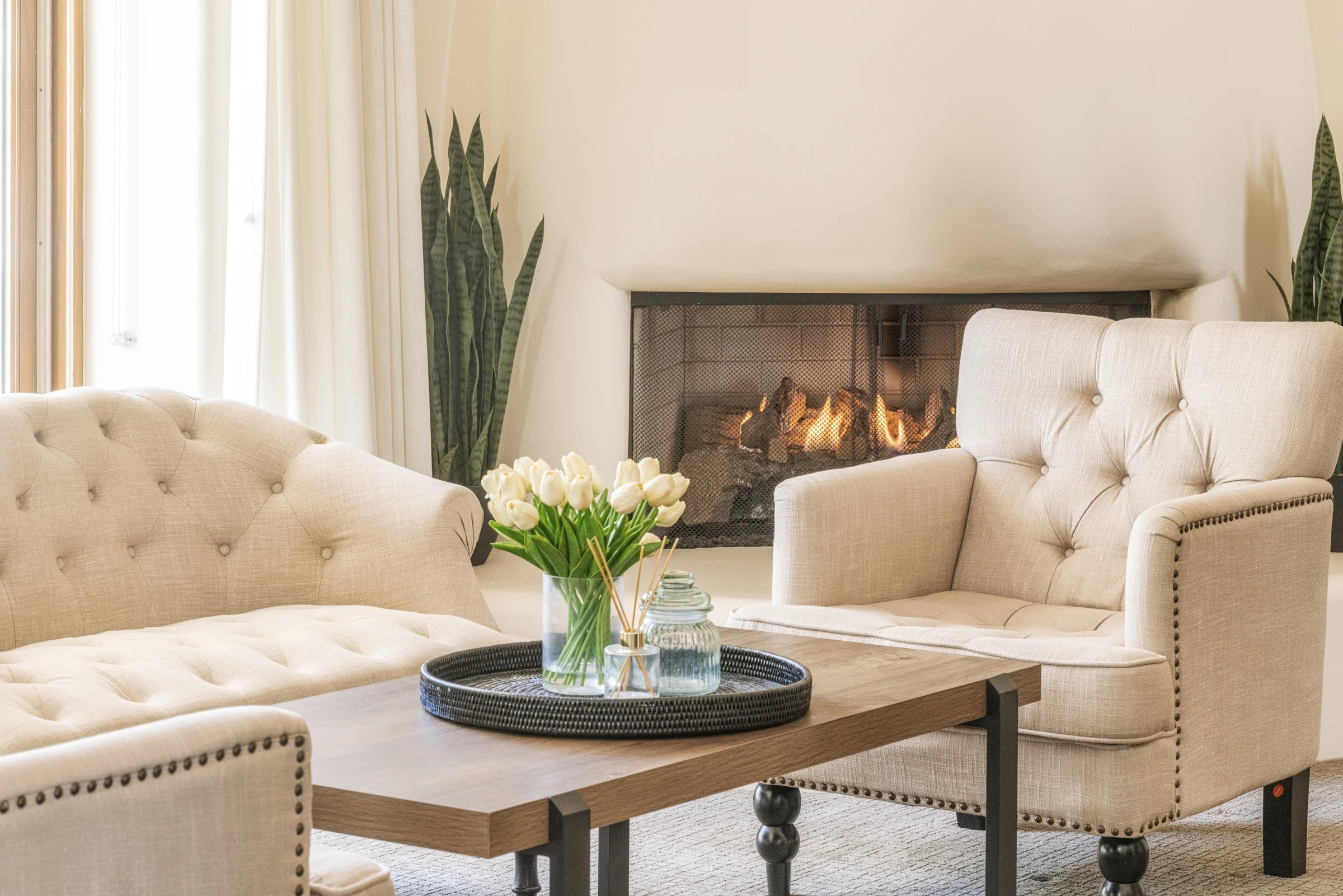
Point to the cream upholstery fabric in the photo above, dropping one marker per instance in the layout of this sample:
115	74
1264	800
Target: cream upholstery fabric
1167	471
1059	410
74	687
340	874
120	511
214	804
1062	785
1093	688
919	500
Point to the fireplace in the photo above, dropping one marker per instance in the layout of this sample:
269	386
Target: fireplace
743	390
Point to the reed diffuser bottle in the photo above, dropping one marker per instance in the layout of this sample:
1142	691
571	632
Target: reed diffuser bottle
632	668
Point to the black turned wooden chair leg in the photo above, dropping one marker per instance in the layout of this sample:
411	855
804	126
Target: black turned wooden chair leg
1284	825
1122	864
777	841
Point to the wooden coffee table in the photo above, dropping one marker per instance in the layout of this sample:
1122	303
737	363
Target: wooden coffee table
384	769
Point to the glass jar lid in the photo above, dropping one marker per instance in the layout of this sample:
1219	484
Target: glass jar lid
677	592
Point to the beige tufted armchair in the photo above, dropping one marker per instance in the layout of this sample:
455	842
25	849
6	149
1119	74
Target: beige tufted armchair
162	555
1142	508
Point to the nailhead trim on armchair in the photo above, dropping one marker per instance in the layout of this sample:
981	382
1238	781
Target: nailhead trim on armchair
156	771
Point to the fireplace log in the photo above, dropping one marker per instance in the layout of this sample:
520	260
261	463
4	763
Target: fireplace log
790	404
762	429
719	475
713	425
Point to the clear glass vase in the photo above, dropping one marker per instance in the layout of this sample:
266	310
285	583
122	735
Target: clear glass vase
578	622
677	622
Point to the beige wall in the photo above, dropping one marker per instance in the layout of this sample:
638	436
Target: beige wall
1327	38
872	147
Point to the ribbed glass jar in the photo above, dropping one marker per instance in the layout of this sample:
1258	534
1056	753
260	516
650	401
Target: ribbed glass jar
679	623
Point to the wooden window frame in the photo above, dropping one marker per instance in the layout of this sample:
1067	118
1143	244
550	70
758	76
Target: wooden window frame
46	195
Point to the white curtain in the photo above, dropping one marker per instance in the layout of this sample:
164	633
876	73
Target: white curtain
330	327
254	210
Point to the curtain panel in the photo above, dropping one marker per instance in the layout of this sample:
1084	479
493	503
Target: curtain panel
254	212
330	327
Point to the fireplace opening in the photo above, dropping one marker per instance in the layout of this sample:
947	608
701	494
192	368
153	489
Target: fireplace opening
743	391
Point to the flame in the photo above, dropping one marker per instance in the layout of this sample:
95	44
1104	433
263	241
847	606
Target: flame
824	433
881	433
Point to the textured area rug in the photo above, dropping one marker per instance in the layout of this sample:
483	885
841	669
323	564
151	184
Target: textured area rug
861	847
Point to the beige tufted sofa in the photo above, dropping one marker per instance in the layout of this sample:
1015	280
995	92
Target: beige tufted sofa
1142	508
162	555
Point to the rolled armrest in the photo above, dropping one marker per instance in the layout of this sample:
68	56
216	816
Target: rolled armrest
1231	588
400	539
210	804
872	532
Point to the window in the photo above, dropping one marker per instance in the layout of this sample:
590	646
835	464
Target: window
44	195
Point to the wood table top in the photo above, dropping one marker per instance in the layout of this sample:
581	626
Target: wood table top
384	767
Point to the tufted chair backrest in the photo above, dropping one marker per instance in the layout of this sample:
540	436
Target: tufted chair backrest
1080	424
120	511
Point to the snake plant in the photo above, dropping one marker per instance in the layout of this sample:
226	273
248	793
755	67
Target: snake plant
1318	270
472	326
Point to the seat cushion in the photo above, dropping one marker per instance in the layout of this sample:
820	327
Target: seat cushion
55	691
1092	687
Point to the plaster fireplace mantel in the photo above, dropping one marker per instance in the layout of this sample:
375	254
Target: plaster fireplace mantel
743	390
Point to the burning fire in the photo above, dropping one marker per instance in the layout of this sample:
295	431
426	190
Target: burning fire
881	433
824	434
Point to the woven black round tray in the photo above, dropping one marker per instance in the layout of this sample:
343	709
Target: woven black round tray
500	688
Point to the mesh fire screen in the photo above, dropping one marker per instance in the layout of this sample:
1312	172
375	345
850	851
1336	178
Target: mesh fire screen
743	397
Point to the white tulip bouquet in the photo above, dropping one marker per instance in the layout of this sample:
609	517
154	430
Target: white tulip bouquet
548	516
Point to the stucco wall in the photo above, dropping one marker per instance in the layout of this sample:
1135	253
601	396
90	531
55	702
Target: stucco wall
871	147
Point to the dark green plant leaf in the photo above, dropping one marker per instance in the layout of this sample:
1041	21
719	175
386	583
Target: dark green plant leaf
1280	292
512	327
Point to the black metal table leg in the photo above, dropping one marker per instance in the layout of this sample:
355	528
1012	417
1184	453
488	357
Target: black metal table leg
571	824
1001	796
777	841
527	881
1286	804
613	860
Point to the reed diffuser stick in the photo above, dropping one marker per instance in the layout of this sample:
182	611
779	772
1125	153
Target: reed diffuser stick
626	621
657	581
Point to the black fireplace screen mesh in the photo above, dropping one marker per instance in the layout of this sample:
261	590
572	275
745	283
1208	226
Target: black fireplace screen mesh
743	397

════════════════════

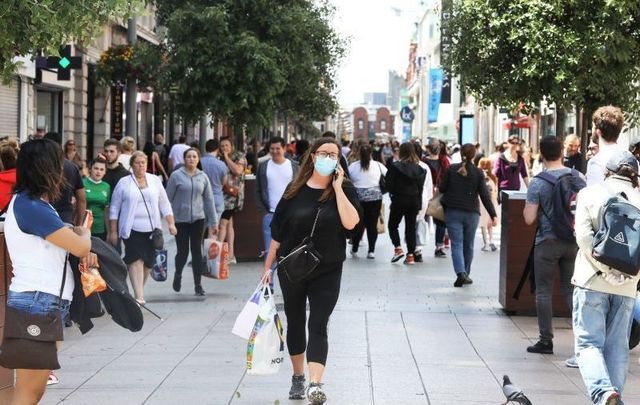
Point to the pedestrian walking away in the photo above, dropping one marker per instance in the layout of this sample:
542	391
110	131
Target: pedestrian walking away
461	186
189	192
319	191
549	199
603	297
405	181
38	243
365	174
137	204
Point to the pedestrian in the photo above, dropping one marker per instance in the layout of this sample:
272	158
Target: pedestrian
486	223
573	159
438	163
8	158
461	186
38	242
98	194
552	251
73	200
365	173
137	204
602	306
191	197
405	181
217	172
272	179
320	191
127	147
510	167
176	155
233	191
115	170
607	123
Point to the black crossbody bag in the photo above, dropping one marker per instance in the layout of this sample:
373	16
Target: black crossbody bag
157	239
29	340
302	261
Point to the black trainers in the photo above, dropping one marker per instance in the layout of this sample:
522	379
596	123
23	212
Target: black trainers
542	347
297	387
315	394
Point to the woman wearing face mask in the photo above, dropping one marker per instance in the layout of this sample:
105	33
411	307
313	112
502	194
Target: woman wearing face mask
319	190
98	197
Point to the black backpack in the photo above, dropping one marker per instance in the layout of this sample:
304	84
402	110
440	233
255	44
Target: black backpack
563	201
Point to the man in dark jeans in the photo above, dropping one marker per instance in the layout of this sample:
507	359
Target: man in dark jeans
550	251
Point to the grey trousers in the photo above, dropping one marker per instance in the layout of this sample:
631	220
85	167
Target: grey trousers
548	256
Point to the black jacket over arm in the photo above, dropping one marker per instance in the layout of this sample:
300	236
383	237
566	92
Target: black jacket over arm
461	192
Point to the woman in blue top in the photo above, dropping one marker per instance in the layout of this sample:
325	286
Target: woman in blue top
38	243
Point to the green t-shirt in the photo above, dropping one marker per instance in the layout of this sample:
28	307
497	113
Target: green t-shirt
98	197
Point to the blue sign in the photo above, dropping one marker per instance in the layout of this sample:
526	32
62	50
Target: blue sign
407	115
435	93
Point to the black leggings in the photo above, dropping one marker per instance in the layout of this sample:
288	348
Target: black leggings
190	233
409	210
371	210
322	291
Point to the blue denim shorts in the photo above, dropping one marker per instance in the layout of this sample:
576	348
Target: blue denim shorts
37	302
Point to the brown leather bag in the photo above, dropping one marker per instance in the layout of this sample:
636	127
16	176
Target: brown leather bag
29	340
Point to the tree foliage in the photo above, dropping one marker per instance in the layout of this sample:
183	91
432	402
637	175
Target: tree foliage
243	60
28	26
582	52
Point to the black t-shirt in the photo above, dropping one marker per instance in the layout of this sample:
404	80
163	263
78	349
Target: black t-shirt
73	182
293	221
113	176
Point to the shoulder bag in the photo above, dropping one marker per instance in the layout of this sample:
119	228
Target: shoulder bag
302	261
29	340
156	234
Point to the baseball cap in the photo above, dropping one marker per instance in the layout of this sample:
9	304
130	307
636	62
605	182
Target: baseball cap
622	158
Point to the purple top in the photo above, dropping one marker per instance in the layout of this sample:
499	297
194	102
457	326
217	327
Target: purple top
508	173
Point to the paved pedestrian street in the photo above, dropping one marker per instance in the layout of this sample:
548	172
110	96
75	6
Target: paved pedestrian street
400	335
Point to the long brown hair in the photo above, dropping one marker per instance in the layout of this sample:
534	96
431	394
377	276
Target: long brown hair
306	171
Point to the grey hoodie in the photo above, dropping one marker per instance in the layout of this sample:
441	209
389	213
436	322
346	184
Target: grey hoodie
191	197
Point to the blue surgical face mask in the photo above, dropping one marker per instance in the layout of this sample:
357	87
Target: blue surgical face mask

════════════════════

- Aim:
How many lines in the items above contain the string "sign"? Reply with the number only.

- Answer in full:
2